Что сделать
1 - Перечислите всех, кого статья о критиках приводит как примеры опытных критиков, для которых утверждение чужого таланта было ответственным актом.
2 - Допишите следующий абзац статьи о критиках, начав сразу после ее последнего предложения.

Выбранный текст
===============

Вернемся к забытым нами критикам.
Илья Кукулин: “…Допустим, это выбор с точки зрения общей картины несколько случайный, но оба (Давыдов и Скородумова. — Л. К.) действительно талантливы. Давыдов мне ближе, но это уже мое личное дело”.
Как скажет нормальный обыватель? “Талантливо — не талантливо, не знаю, не мне судить. Мне нравится…” В принципе утверждение чужого таланта было исконно актом ответственным и прерогативой опытных критиков. Григорович, Гумилев, Вяч. Иванов, Чуковский, Бунин… (примеры у всех на памяти). Тут могут быть оговорки, голосовая дрожь. Что же до своих вкусовых пристрастий — тут ошибки быть не может. Почему личное дело? Тебе нравится, ты нам советуешь почитать, отлично. Мы поверим, а если не разочаруемся, так поверим еще раз. Так личное дело критика (тоже традиционным путем) превращается в общественное. Но нет. Верный новой парадигме (способа отношения к собственному культурному жесту), Илья Кукулин стыдливо прячет от нас с вами свой оставшийся на правах рудимента поэтический вкус. Зато бестрепетно выдает ярлыки таланта, словно у него за спиной кипа отксеренных бланков. И ты талантлив, и я талантлив, и он тоже талантлив. Забыли Васю? Запишем и Васю. Все обилечены? А теперь концерт. И тут все таланты имеют право на самовыражение. И поэт Х., сжимая в кулаке прошлогодний ярлык (поскольку карманов на нем нет), принимается выть. Круг замыкается.
Андрей Цуканов, в отличие от Бака и Кукулина, не проговаривается, а прямо говорит: “Характеризовать выступивших авторов — значит инициировать процесс с обратимым эффектом. В сегодняшней культурной ситуации характеристика, скорее, будет характеризовать самого критика. Например, Михаил Берг попробовал на московском круглом столе задать аудитории вопрос: поэт Рубинштейн все-таки или нет. Самоубийца несчастный — о Рубинштейне не было сказано ничего сверх давно известного, а автора вопроса буквально “закидали камнями”.
Вопрос, конечно, запретный, и не применительно к Рубинштейну, а применительно к фестивалю. Уточним — не потому что нервнобольной, вовсе нет, а потому же, почему запретно ключевое слово шарады. Или, если угодно, потому же, почему актер в театре не может вдруг обвести глазами сцену и зал и заорать: да это театр!

===============

Предоставленные строки
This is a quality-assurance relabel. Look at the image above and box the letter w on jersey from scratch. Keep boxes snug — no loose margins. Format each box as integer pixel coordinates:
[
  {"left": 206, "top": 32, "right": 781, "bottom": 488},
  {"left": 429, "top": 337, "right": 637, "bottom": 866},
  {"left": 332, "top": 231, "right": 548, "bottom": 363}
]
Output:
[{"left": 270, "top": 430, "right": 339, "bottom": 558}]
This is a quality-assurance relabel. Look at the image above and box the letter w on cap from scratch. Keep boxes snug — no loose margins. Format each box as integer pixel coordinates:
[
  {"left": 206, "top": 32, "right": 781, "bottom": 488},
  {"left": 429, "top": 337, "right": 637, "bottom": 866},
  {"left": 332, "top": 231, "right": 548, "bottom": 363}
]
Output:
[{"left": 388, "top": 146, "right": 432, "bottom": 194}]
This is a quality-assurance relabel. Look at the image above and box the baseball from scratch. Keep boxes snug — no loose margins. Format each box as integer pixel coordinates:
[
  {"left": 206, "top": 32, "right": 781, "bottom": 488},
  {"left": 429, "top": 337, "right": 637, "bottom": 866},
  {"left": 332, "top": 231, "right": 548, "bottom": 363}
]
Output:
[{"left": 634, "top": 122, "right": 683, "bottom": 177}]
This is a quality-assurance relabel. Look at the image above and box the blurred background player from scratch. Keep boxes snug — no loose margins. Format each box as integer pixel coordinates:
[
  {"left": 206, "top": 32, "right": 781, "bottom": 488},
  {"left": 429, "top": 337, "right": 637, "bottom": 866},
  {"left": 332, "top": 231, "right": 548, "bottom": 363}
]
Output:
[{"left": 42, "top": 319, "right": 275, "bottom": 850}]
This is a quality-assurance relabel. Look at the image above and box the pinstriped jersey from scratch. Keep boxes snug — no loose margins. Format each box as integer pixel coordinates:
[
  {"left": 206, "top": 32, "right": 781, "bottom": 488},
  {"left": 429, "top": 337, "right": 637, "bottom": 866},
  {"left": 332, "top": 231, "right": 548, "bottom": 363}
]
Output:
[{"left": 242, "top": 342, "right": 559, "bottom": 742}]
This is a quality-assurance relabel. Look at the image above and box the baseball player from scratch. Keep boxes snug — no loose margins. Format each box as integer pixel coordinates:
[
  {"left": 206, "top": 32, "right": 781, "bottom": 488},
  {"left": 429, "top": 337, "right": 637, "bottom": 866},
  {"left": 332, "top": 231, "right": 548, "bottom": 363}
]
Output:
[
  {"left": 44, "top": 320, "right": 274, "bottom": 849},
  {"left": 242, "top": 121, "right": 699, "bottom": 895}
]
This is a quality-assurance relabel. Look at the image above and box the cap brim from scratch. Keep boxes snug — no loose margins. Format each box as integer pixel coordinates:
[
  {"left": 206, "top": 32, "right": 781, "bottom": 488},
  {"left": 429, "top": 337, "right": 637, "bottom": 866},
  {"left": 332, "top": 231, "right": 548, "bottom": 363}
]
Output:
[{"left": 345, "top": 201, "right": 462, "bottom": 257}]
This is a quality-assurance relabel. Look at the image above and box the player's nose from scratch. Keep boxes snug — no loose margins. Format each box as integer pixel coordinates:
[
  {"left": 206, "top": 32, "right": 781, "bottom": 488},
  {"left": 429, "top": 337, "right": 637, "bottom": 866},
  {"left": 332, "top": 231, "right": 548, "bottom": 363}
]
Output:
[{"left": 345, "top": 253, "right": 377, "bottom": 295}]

===============

Результаты заданий
1 - Григорович, Гумилев, Вяч. Иванов, Чуковский, Бунин.

2 -
И насчет автохарактеристики здорово сказано. Меня за нелюбовь к авангарду и употребление слова “душа” (впрочем, в этой статье пока удалось не оскоромиться этим словом) запишут в традиционалисты, консерваторы, а если бы не форма носа, то отрядили бы и в патриоты. Я вижу, как партийно мыслящий Ахметьев шевелит бровями, как Айзенберг с прискорбием качает головой, пеняя мне за недоброту… Вообще, готовность этого поэтического крыла (минус Айзенберг) к конструктивному разговору о поэзии — мнимая. Просто центр тяжести многих стихов хотя бы из этого сборника не в самих стихах, а в пояснениях, в первой фазе диалога. В них как бы учтен возмущающийся профан, и ему заготовлен ответ. Этим ответом профану предлагается заткнуться. Любое продолжение дискуссии: профан оказывается не вполне профаном, профан не затыкается, профан обобщает — нежелательно.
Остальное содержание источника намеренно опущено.